(Stored entries)
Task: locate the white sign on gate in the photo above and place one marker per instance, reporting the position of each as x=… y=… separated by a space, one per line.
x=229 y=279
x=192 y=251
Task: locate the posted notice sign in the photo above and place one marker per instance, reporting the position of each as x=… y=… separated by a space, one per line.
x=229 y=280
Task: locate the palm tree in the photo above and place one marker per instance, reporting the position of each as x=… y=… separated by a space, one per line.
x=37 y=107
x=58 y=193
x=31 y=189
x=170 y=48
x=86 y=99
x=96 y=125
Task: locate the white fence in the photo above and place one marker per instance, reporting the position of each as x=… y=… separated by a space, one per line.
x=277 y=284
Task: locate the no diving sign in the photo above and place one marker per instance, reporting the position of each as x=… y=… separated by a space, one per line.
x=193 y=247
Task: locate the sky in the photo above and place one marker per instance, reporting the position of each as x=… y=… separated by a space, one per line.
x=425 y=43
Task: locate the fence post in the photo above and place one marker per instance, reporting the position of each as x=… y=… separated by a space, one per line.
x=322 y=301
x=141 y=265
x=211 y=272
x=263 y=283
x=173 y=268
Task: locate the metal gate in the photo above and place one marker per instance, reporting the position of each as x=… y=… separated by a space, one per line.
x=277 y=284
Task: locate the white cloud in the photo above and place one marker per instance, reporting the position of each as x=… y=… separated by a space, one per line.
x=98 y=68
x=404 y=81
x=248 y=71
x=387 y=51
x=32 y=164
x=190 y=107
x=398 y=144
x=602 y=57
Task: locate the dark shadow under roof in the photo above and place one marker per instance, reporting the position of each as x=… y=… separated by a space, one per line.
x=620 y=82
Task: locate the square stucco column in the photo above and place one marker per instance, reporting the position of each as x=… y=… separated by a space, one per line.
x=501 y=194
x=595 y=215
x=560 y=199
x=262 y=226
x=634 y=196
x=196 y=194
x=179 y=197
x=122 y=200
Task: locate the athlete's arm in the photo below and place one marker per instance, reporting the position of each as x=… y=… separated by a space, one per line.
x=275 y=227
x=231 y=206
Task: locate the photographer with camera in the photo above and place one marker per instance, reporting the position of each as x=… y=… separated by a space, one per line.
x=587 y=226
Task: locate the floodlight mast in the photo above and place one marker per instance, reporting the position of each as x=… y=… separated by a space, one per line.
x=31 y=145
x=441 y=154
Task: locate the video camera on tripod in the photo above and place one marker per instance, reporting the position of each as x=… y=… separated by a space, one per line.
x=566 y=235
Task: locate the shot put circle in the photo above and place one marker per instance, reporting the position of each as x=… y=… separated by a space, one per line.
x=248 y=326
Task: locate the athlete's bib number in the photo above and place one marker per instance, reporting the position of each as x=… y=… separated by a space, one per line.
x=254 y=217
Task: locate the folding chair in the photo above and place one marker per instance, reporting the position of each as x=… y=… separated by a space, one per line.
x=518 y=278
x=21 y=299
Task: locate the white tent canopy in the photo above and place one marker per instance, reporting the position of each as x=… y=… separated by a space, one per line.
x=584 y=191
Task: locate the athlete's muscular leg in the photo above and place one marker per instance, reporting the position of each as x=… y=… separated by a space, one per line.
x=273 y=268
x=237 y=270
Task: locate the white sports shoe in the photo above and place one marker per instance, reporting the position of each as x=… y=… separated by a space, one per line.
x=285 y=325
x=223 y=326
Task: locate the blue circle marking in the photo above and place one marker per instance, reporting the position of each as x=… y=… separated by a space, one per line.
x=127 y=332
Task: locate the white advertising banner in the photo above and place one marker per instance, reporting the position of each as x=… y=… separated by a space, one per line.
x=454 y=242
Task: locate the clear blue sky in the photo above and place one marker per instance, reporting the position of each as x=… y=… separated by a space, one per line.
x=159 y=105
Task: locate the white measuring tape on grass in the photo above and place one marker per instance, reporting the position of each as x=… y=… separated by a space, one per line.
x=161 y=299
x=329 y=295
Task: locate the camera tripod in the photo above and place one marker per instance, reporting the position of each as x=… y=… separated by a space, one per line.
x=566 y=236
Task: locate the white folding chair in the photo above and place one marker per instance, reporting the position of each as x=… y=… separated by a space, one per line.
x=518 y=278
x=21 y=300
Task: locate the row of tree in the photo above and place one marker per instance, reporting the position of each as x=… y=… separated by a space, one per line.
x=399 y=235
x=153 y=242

Set task: Please copy out the data above, starting at the line that has "Task: locate the white cloud" and stopping after the line that has "x=231 y=206". Change "marker" to "pin" throughout those lines and leave everything else as it is.

Solution:
Task: locate the white cloud in the photo above and place one pin per instance, reporting the position of each as x=… y=… separated by a space, one per line.
x=98 y=68
x=404 y=81
x=248 y=71
x=387 y=51
x=32 y=164
x=190 y=107
x=398 y=144
x=602 y=57
Task: locate the dark shadow under roof in the photo above and place one pin per instance, reporting the position of each as x=… y=… separated by a space, one per line.
x=620 y=82
Task: locate the square stucco column in the photo above and place one pin per instance, reporting the position of each as x=… y=… separated by a space, one per line.
x=501 y=194
x=595 y=215
x=560 y=199
x=262 y=226
x=634 y=196
x=196 y=194
x=179 y=197
x=122 y=200
Task: locate the athlete's arm in the photo below and place one pin per instance, reporting the position of each as x=… y=… separated by a space, one per line.
x=275 y=227
x=231 y=206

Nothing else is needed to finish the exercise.